> **DESCRIPTION OF THE TASK**
Which lines run from the line with "Could you point out the ceiling" through the line with "Could you point out the smiling" in the entries below? Print them exactly, both ends included, and nothing more.

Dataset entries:
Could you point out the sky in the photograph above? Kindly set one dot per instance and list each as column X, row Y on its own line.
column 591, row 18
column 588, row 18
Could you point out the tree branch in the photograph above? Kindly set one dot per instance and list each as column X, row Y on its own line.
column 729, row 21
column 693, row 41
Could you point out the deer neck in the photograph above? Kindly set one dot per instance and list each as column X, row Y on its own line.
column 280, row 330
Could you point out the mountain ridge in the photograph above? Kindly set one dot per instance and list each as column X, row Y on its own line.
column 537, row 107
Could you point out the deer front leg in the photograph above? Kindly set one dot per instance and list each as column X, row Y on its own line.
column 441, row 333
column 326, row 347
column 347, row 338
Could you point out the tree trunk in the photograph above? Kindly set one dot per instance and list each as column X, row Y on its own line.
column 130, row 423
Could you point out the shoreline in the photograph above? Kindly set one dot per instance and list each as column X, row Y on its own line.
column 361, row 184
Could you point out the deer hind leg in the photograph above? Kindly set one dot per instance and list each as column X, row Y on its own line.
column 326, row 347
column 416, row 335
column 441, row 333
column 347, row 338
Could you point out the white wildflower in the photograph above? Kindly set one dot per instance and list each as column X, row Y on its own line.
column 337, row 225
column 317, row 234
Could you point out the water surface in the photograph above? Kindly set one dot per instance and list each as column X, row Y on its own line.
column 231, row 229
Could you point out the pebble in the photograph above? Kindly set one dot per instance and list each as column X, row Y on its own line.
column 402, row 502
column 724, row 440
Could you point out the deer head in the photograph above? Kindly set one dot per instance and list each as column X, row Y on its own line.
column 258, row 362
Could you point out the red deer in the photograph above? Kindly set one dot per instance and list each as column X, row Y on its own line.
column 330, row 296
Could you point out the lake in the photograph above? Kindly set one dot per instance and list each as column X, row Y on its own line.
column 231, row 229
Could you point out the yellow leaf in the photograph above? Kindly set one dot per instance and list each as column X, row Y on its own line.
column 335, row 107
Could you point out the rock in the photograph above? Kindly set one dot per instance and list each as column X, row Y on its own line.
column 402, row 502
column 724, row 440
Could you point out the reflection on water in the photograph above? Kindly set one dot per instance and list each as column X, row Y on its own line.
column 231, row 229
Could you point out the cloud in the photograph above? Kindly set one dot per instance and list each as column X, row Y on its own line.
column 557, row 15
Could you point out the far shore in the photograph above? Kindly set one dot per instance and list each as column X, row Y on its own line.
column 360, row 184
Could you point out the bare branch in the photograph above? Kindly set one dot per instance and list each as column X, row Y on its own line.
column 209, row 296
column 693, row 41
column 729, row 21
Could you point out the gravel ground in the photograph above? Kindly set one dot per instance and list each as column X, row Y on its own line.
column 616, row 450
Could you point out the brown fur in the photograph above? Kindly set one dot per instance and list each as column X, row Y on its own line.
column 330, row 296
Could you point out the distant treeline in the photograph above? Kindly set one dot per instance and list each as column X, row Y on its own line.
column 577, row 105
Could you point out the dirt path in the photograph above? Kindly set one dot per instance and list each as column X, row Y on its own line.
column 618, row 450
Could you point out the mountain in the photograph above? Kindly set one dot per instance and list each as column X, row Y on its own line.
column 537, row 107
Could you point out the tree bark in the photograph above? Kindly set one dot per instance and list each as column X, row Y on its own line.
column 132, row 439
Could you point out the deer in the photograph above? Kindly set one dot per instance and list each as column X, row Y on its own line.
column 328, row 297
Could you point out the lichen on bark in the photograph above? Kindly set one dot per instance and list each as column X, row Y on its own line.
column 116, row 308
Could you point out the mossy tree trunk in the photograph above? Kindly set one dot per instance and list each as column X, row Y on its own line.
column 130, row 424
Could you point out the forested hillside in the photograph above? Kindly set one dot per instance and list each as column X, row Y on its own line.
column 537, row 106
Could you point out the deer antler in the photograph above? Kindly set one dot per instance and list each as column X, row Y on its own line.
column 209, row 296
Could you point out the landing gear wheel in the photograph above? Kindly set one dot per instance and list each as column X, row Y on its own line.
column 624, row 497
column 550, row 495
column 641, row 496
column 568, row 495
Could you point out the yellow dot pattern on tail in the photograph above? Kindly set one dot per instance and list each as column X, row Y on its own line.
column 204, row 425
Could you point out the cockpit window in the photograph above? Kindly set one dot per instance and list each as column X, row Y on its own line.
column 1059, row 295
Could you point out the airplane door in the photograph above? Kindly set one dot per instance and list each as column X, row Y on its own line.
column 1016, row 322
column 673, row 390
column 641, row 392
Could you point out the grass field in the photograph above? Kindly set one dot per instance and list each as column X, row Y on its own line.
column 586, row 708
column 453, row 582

---

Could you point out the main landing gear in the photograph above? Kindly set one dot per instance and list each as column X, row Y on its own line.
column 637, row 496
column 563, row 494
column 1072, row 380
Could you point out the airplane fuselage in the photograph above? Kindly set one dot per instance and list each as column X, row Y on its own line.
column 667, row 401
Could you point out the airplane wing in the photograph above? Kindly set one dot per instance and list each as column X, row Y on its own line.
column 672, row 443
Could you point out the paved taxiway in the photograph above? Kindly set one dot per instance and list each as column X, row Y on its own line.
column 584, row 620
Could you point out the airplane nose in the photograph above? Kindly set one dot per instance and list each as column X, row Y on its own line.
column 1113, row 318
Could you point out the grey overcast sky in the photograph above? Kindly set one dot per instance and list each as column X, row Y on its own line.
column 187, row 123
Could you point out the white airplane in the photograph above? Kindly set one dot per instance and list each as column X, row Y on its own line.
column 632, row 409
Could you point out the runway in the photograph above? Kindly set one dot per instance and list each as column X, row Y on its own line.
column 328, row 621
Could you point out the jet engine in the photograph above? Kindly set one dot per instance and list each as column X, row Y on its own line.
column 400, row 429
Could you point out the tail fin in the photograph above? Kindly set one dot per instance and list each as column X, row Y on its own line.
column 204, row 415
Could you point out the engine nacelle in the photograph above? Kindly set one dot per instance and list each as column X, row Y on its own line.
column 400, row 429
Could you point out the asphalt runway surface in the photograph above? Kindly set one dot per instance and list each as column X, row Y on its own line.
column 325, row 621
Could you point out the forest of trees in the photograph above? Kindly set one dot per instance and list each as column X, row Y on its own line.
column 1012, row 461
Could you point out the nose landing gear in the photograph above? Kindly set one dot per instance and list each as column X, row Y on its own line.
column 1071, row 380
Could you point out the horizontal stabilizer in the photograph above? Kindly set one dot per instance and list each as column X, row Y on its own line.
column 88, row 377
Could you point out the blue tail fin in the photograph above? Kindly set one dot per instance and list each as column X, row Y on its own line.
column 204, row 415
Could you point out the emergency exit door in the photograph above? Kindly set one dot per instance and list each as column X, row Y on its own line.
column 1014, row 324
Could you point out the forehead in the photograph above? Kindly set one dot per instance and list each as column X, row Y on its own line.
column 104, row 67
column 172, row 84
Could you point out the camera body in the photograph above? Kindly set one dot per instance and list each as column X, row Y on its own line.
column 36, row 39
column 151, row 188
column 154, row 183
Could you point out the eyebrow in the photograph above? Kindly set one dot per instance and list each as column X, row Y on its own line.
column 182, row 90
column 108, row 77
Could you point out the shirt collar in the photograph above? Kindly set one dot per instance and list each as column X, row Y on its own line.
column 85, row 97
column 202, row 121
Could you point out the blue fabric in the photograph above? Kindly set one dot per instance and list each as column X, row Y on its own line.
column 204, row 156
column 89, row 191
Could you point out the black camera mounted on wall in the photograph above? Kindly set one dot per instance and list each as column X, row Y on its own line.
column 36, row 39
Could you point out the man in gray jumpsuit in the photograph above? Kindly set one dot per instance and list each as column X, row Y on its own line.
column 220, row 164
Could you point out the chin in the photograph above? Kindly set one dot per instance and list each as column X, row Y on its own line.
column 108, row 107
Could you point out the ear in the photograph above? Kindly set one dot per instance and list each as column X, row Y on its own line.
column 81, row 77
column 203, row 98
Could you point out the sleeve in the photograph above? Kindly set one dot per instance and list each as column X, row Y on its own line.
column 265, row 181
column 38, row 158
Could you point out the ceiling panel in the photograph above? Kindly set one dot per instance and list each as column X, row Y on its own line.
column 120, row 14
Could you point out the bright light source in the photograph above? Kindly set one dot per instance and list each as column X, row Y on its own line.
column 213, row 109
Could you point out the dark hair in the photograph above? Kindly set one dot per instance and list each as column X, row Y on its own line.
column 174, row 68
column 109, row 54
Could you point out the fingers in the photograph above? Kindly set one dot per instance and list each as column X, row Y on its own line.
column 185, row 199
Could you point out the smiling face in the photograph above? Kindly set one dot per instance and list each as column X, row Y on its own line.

> **SOLUTION FOR THIS PROBLEM**
Could you point out the ceiling panel in the photograph above? Kindly set one dot per instance and list each as column X, row Y on its own line.
column 120, row 14
Could you point out the bright light source in the photograph above? Kindly set one dot per instance and list each as column X, row Y on its own line.
column 213, row 109
Could you point out the dark hair in the photograph above? Kindly set one dot per instance and list each as column X, row Y on its own line.
column 174, row 68
column 109, row 54
Could you point out the fingers in the photograph above? Kindly set one dot per instance and list each as column X, row Y on its own line.
column 185, row 199
Could you point out the smiling face in the photograph above? Kindly set one dot per instance and list each as column X, row Y on its own line.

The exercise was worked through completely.